Search the records below for the string "orange" and copy each line where it turns up.

Collected data:
====================

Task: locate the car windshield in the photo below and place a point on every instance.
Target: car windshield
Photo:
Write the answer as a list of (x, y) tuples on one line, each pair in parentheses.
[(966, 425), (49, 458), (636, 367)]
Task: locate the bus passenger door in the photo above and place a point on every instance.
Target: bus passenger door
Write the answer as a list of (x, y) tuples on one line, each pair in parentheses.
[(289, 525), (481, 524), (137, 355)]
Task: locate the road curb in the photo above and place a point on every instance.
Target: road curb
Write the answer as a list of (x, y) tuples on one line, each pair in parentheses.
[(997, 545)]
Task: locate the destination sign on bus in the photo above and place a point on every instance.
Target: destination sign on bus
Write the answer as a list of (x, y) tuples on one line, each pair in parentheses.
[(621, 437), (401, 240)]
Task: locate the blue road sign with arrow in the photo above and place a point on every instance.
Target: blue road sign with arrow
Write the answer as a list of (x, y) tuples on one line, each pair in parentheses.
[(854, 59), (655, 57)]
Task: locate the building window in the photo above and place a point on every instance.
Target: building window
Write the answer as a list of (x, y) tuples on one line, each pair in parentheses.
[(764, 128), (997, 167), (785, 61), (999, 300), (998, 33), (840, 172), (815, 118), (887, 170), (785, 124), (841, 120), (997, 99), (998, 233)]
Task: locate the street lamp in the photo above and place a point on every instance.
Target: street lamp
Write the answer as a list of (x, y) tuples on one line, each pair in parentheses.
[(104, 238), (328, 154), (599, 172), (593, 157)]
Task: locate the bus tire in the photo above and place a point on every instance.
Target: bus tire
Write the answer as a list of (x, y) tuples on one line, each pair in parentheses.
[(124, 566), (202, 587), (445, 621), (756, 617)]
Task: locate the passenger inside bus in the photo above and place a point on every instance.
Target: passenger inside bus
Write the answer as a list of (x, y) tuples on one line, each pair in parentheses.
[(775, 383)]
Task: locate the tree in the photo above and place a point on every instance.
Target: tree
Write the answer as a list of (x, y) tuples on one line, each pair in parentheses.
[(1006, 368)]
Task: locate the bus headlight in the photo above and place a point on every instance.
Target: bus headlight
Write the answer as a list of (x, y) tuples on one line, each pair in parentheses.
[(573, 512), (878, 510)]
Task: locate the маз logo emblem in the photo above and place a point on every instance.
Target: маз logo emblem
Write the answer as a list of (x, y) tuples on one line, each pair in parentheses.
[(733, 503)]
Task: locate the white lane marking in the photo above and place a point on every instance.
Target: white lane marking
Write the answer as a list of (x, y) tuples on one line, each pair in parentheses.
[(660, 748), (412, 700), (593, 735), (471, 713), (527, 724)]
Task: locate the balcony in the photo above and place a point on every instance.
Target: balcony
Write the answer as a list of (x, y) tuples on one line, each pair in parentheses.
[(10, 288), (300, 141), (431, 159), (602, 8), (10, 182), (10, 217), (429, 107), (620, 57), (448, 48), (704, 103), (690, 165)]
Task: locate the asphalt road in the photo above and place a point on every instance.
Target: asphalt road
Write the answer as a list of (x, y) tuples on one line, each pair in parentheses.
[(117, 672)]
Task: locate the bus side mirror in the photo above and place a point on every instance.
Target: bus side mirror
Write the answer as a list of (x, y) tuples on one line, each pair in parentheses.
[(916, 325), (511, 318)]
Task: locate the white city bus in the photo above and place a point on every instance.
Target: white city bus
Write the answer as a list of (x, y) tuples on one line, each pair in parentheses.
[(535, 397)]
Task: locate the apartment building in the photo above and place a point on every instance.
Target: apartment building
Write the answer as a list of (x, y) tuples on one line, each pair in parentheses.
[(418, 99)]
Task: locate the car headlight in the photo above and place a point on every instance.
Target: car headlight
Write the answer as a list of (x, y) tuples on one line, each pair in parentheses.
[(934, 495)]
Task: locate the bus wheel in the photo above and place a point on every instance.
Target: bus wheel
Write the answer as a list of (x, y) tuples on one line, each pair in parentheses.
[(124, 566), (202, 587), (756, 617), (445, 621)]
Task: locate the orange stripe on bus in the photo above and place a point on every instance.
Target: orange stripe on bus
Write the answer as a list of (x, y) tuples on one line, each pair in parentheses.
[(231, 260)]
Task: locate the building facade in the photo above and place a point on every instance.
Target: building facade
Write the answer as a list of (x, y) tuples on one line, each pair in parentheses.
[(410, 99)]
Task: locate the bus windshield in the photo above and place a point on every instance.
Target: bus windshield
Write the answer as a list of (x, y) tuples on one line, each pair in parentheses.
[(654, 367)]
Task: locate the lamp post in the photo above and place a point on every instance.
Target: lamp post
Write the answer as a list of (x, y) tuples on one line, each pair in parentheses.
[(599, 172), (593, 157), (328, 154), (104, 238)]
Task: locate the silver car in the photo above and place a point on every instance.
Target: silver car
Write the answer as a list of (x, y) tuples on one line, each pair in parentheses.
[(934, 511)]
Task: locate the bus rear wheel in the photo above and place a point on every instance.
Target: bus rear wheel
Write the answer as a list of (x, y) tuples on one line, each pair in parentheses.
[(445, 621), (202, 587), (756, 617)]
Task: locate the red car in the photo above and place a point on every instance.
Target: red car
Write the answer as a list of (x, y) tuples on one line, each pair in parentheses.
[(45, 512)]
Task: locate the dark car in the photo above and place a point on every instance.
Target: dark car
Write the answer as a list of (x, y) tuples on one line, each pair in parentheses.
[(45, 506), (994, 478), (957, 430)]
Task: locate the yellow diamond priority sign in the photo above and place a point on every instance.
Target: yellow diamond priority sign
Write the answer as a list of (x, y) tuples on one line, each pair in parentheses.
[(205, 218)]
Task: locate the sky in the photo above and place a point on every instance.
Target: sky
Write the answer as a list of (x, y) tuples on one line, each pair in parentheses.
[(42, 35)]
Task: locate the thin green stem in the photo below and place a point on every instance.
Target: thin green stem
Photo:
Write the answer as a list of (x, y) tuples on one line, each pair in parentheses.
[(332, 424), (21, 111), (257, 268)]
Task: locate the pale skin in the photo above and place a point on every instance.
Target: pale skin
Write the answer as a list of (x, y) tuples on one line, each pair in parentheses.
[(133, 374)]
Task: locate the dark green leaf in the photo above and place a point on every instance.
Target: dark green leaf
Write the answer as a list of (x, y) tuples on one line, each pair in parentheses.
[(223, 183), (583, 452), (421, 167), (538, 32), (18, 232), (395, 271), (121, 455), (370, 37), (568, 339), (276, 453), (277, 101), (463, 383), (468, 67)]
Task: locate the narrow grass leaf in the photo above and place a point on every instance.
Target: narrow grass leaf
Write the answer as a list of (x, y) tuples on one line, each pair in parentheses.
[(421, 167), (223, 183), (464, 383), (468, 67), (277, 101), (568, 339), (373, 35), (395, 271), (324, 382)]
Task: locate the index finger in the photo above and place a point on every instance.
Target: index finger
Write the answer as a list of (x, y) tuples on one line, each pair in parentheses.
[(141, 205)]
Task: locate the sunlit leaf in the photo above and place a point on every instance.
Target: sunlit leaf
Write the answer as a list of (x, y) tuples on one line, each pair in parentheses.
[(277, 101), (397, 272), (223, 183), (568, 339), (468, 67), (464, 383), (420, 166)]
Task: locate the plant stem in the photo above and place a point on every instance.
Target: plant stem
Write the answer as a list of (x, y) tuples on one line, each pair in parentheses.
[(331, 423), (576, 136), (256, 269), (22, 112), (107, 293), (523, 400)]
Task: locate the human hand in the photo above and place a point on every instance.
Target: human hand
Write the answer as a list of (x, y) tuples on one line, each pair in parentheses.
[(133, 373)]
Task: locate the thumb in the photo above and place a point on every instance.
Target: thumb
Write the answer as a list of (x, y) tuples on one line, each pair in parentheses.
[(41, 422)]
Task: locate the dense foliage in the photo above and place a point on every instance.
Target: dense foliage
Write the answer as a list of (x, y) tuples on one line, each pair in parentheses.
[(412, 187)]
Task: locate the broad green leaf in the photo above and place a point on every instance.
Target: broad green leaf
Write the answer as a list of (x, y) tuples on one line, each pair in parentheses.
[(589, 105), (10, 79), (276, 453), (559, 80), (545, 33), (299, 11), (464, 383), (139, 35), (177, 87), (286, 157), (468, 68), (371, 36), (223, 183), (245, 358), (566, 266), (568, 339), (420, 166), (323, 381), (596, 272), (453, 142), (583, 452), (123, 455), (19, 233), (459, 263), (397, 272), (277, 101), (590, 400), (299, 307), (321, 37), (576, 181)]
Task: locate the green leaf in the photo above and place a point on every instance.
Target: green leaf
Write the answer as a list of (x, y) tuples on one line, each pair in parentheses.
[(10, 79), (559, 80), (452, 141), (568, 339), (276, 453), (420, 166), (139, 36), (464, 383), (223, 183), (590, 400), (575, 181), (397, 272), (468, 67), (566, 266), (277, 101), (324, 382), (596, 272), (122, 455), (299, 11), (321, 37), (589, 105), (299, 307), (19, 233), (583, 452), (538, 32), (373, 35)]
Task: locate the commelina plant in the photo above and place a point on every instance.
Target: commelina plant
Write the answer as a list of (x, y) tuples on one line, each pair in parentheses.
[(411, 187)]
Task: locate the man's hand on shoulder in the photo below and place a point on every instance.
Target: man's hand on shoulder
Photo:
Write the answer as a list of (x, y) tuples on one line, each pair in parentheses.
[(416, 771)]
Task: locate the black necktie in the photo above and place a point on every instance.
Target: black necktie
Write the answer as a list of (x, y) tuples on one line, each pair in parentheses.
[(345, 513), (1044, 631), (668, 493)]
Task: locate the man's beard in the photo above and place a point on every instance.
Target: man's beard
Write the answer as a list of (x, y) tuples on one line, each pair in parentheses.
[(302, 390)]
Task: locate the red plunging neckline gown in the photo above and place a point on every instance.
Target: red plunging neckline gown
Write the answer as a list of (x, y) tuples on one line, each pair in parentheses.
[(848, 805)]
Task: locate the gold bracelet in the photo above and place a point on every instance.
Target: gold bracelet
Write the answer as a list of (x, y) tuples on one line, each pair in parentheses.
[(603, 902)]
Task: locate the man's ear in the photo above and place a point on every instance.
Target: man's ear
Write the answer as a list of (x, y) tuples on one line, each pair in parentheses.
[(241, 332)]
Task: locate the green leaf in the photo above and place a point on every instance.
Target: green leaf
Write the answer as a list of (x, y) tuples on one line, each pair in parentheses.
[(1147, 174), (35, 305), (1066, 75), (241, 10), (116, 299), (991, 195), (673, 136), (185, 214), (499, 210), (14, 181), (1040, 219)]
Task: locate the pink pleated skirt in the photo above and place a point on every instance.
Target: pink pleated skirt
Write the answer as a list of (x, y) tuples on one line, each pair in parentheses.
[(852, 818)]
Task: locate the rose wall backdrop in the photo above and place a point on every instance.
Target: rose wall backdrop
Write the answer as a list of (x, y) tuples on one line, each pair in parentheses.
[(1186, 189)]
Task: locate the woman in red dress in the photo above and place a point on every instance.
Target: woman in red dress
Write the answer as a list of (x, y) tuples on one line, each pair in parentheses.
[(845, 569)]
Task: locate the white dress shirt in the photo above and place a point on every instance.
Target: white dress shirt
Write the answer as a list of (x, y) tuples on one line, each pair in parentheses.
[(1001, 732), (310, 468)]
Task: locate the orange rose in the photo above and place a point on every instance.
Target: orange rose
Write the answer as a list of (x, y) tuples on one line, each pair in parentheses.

====================

> [Answer section]:
Task: locate the orange stripe on bus in the photo above and place a point on every instance.
Target: orange stripe on bus
Task: locate the orange rose in the photo above and place a point on every instance.
Target: orange rose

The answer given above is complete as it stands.